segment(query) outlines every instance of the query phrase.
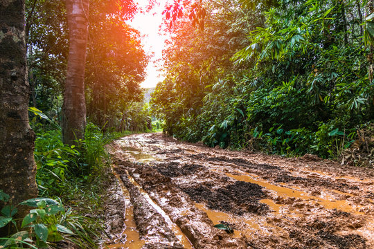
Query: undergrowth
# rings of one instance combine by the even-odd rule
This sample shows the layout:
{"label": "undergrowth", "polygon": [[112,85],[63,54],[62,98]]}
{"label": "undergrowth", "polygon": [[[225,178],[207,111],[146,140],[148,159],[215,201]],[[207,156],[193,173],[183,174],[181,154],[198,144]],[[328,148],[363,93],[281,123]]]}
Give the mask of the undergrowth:
{"label": "undergrowth", "polygon": [[[17,231],[0,238],[0,248],[60,248],[73,243],[80,248],[96,248],[104,234],[102,196],[110,182],[105,145],[131,132],[105,133],[89,123],[85,139],[69,146],[62,143],[61,129],[55,121],[35,108],[30,111],[35,115],[30,124],[36,133],[39,197],[12,205],[7,203],[6,192],[0,190],[0,201],[7,207],[0,214],[0,228],[8,225],[9,231]],[[21,225],[12,218],[19,205],[34,208]],[[30,230],[23,231],[26,228]]]}

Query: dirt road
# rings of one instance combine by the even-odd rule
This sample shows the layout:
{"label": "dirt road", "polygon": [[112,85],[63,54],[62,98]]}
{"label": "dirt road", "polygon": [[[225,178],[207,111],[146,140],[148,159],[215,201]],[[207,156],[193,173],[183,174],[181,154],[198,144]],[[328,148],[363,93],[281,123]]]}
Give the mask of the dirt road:
{"label": "dirt road", "polygon": [[127,228],[110,248],[374,248],[373,169],[160,133],[128,136],[112,149]]}

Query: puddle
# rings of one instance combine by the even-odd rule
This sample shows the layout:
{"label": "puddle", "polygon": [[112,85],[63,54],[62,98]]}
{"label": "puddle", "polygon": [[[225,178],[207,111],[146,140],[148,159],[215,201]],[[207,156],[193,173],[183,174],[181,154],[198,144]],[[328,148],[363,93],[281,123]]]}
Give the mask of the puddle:
{"label": "puddle", "polygon": [[214,225],[221,223],[221,221],[227,222],[233,225],[234,230],[231,234],[233,238],[239,238],[245,235],[247,238],[251,238],[253,232],[260,232],[261,234],[269,234],[267,229],[258,224],[258,222],[248,219],[248,217],[239,217],[223,212],[213,210],[207,208],[202,203],[195,203],[196,208],[204,212],[208,215],[208,218]]}
{"label": "puddle", "polygon": [[[240,172],[240,174],[245,173]],[[238,176],[226,173],[226,175],[238,181],[258,184],[260,186],[267,188],[267,190],[275,191],[279,196],[283,196],[285,197],[293,197],[295,199],[297,198],[306,201],[315,201],[319,204],[327,209],[337,209],[338,210],[351,212],[355,214],[364,214],[357,211],[357,209],[359,209],[362,207],[360,207],[359,205],[353,206],[350,205],[346,201],[344,200],[334,200],[332,196],[328,196],[327,194],[326,194],[324,196],[324,198],[322,199],[320,197],[311,196],[309,194],[302,191],[292,190],[288,187],[274,185],[265,181],[255,180],[251,176],[246,174]],[[330,201],[329,199],[332,199],[333,201]]]}
{"label": "puddle", "polygon": [[125,152],[130,154],[136,161],[140,163],[148,163],[155,160],[156,158],[151,155],[142,153],[141,149],[135,149],[130,147],[122,147]]}
{"label": "puddle", "polygon": [[148,203],[150,203],[153,207],[153,208],[154,208],[162,216],[166,223],[168,223],[169,228],[170,228],[172,231],[173,231],[175,237],[177,237],[177,239],[178,239],[184,248],[187,249],[193,249],[193,246],[192,246],[191,243],[190,242],[188,239],[187,239],[187,237],[186,237],[186,235],[181,232],[179,227],[171,221],[170,218],[168,216],[168,214],[166,214],[166,213],[157,204],[156,204],[154,201],[153,201],[153,200],[152,200],[148,194],[145,191],[144,191],[144,190],[143,190],[141,186],[138,183],[136,183],[134,178],[131,176],[128,173],[127,176],[130,182],[139,190],[139,191],[145,198]]}
{"label": "puddle", "polygon": [[274,211],[276,213],[279,212],[279,208],[280,207],[280,205],[276,204],[274,201],[271,199],[262,199],[260,201],[261,203],[266,204],[270,207],[270,208]]}
{"label": "puddle", "polygon": [[134,207],[130,201],[130,193],[126,187],[123,185],[123,183],[120,179],[118,174],[115,170],[113,170],[113,174],[118,180],[119,184],[122,189],[125,203],[126,204],[126,211],[125,215],[125,229],[122,233],[122,236],[125,237],[126,241],[124,243],[118,243],[106,246],[110,249],[140,249],[143,246],[144,246],[145,241],[141,239],[139,237],[139,232],[136,229],[136,224],[135,223],[135,221],[134,219]]}

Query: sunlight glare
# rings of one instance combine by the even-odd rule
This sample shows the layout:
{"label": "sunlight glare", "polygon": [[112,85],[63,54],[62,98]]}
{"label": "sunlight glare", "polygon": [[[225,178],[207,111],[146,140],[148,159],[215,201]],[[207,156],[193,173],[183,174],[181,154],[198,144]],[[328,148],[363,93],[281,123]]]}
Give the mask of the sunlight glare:
{"label": "sunlight glare", "polygon": [[[153,55],[150,63],[145,69],[147,75],[144,82],[141,84],[143,88],[154,87],[156,84],[163,80],[161,72],[157,70],[157,60],[162,57],[162,50],[165,46],[165,40],[167,37],[161,35],[159,32],[159,26],[162,24],[162,12],[165,10],[168,0],[155,0],[154,6],[149,12],[139,12],[129,23],[134,28],[139,30],[143,35],[142,44],[146,53]],[[134,0],[141,9],[146,9],[149,1]]]}

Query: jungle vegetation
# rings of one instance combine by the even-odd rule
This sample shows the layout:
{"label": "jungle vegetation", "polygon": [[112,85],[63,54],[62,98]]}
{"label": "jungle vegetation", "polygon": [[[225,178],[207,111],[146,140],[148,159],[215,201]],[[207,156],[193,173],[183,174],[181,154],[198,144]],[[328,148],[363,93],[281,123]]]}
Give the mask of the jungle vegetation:
{"label": "jungle vegetation", "polygon": [[371,1],[197,3],[189,15],[180,17],[179,6],[166,13],[166,77],[152,101],[165,131],[211,147],[330,158],[366,141],[372,156]]}

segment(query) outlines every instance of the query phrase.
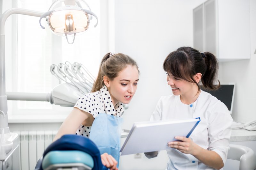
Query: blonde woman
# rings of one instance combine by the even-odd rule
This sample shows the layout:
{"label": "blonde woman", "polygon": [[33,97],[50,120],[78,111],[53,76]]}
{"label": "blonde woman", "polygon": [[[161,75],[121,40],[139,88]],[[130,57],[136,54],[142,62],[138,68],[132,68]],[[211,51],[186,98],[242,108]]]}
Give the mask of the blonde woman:
{"label": "blonde woman", "polygon": [[128,56],[106,54],[91,92],[78,100],[53,141],[66,134],[89,137],[99,149],[103,164],[118,169],[122,103],[128,104],[132,98],[139,74],[136,62]]}

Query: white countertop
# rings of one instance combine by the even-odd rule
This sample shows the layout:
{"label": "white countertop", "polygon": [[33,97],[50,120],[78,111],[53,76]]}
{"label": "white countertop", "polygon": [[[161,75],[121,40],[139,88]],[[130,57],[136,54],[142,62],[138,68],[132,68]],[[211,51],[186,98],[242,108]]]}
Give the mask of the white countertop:
{"label": "white countertop", "polygon": [[232,129],[230,140],[230,142],[256,141],[256,130]]}

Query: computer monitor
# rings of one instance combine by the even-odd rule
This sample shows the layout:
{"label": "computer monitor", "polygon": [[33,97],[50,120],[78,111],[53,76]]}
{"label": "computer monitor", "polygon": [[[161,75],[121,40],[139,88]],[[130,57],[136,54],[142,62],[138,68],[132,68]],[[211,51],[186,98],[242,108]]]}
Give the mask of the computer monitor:
{"label": "computer monitor", "polygon": [[234,84],[223,84],[221,85],[220,88],[216,90],[203,90],[216,97],[223,102],[228,107],[229,113],[232,114],[235,87]]}

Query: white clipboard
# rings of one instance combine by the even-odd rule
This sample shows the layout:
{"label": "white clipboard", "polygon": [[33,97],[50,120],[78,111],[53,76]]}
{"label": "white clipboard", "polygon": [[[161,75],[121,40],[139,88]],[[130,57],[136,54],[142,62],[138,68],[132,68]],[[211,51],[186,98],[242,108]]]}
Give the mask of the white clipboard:
{"label": "white clipboard", "polygon": [[135,122],[122,146],[121,155],[165,150],[177,136],[188,137],[200,118]]}

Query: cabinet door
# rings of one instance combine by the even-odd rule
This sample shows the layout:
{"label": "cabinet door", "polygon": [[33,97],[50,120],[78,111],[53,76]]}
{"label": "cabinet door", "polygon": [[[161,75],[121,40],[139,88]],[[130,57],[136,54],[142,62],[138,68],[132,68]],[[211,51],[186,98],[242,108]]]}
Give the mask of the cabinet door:
{"label": "cabinet door", "polygon": [[216,55],[216,2],[215,0],[204,3],[205,48],[206,51]]}
{"label": "cabinet door", "polygon": [[201,52],[204,52],[204,8],[203,4],[193,11],[194,47]]}

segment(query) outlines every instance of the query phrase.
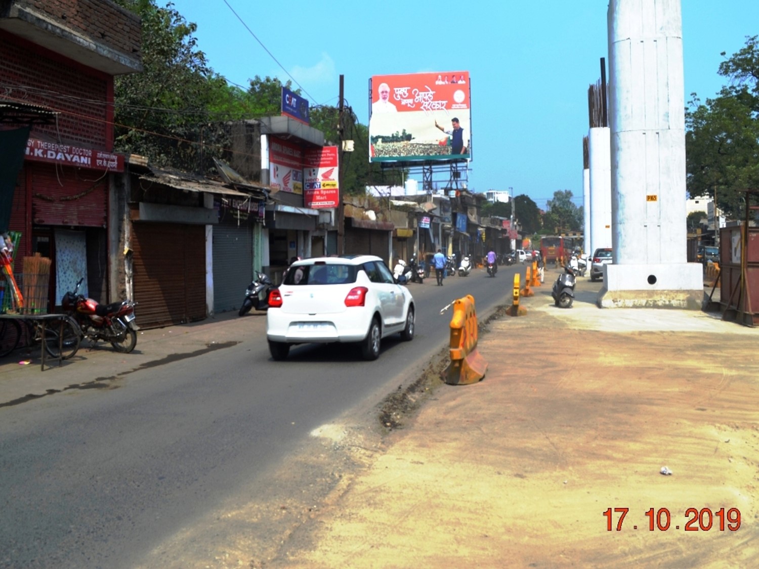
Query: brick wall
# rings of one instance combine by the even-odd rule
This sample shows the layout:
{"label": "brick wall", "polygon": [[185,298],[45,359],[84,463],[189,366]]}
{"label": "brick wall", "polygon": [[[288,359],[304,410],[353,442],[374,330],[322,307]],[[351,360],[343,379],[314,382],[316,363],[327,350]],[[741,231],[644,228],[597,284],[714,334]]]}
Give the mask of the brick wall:
{"label": "brick wall", "polygon": [[106,102],[112,98],[112,79],[81,65],[67,64],[33,44],[0,34],[0,87],[10,100],[43,105],[60,112],[58,124],[35,127],[32,137],[46,133],[70,143],[110,149]]}
{"label": "brick wall", "polygon": [[97,43],[141,57],[140,17],[110,0],[12,0]]}

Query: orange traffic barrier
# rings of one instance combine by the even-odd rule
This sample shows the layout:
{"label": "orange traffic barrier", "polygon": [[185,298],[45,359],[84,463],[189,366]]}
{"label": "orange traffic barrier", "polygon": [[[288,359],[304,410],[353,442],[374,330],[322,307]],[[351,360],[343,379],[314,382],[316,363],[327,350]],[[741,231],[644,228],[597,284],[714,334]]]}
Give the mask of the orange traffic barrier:
{"label": "orange traffic barrier", "polygon": [[537,272],[537,261],[532,262],[532,281],[530,282],[531,287],[540,286],[540,275]]}
{"label": "orange traffic barrier", "polygon": [[451,363],[443,381],[450,385],[476,383],[485,376],[487,363],[477,350],[477,313],[474,297],[468,294],[453,302],[451,318]]}
{"label": "orange traffic barrier", "polygon": [[519,273],[514,275],[514,292],[512,306],[509,307],[509,316],[524,316],[527,314],[527,309],[519,306]]}
{"label": "orange traffic barrier", "polygon": [[530,288],[531,286],[530,282],[531,281],[532,281],[532,267],[528,266],[527,278],[524,279],[524,288],[521,290],[521,295],[523,297],[535,296],[535,291]]}

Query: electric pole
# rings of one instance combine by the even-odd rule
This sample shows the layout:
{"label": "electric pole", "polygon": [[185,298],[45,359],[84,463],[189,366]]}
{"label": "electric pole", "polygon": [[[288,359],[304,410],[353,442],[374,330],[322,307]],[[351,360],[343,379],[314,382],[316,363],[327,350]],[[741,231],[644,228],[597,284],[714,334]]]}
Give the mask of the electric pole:
{"label": "electric pole", "polygon": [[338,179],[338,206],[337,206],[337,254],[345,255],[345,209],[343,206],[342,196],[345,191],[345,189],[342,187],[342,140],[343,140],[343,112],[345,111],[345,104],[343,102],[343,87],[344,87],[344,75],[340,76],[340,102],[338,105],[339,112],[337,119],[337,156],[338,156],[338,171],[337,171],[337,179]]}

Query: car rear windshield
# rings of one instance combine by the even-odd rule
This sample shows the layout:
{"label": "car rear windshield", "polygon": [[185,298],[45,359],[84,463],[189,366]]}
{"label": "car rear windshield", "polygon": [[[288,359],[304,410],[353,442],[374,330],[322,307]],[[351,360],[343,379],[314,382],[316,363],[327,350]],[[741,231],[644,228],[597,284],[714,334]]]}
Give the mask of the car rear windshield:
{"label": "car rear windshield", "polygon": [[283,284],[345,284],[356,281],[354,265],[338,263],[300,265],[290,267]]}

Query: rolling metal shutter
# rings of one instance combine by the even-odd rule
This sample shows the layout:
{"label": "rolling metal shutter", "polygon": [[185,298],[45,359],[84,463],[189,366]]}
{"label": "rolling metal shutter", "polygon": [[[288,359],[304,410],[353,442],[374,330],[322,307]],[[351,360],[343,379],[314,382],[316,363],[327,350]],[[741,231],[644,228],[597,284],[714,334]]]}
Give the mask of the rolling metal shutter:
{"label": "rolling metal shutter", "polygon": [[132,225],[134,300],[140,328],[206,318],[204,225]]}
{"label": "rolling metal shutter", "polygon": [[253,280],[253,229],[236,219],[213,226],[213,310],[237,310]]}
{"label": "rolling metal shutter", "polygon": [[34,223],[106,227],[108,176],[49,164],[35,164],[30,171]]}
------------------------------
*Instructions to follow*
Turn the material above, from the line with "Query: sunlight glare" to the line with "Give the mask of the sunlight", into a numbered list, omitting any blank lines.

*Completed task*
1. Query: sunlight glare
2. # rings of one instance combine by the even-odd rule
3. This sample shows the layout:
4. {"label": "sunlight glare", "polygon": [[112,85],[63,54],[62,98]]}
5. {"label": "sunlight glare", "polygon": [[[225,178],[207,111],[146,140],[148,159],[215,201]],[[207,156],[193,173],[183,174],[181,154],[198,144]],[[328,148],[363,93],[281,123]]]}
6. Give the mask of the sunlight glare:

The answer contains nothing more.